# Requirement
Starting at the line that contains "For practice, label the navy" and continuing through the end of the records below, write those lines out again with "navy blue sweater" swapped for "dark blue sweater" and nothing else changed.

......

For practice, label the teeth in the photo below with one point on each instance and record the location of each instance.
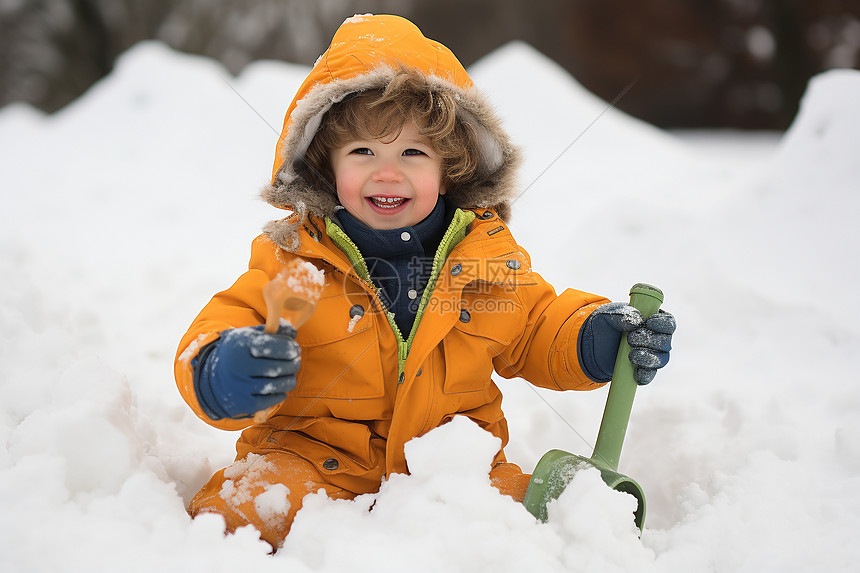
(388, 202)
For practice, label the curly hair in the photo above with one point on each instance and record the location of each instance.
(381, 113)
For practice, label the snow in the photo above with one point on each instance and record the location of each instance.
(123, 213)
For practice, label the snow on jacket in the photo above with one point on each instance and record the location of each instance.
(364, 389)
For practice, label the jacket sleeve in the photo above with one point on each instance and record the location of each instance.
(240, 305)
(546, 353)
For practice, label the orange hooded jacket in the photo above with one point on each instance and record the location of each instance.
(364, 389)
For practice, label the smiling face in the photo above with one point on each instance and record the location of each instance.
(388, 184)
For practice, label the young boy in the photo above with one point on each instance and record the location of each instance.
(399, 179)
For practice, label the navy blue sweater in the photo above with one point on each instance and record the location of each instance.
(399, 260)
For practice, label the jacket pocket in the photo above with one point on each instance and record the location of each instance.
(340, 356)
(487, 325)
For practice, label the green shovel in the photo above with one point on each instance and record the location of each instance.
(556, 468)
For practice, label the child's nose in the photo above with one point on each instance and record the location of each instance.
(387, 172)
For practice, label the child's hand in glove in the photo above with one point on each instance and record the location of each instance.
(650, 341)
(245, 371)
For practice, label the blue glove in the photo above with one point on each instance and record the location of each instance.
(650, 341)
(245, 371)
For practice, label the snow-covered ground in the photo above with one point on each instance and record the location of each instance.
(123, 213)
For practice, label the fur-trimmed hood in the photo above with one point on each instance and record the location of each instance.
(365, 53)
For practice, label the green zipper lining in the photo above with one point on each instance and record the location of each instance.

......

# Completed exercise
For practice, label the dark blue sweater in the photo above with one point on each instance and record the location of each instance.
(399, 260)
For practice, label the jacket pocket in the photo above with one point on each instance and record the location of each instance.
(340, 356)
(487, 325)
For practice, label the green shovel in the photo above with one point on each instance and record the location of each instance.
(556, 468)
For practice, label the child's nose in the photo above with one point on each instance and record the location of each instance.
(387, 172)
For practice, label the child's hand in glove in the photo above with one point on each instance and record the location of each instance.
(650, 341)
(245, 371)
For practice, label the blue glove in the photo above with one point on each instance and record the location of each instance.
(650, 341)
(245, 371)
For practice, label the snow-covered ground in the photo above with one point on each instance and record the location of each instance.
(123, 213)
For practice, label the fur-trimmed hood in the photo above with one point on each instance and record the location of each instance.
(365, 53)
For practice, label the green zipper lining in the photo above with one point on each instance and record the location of each instance.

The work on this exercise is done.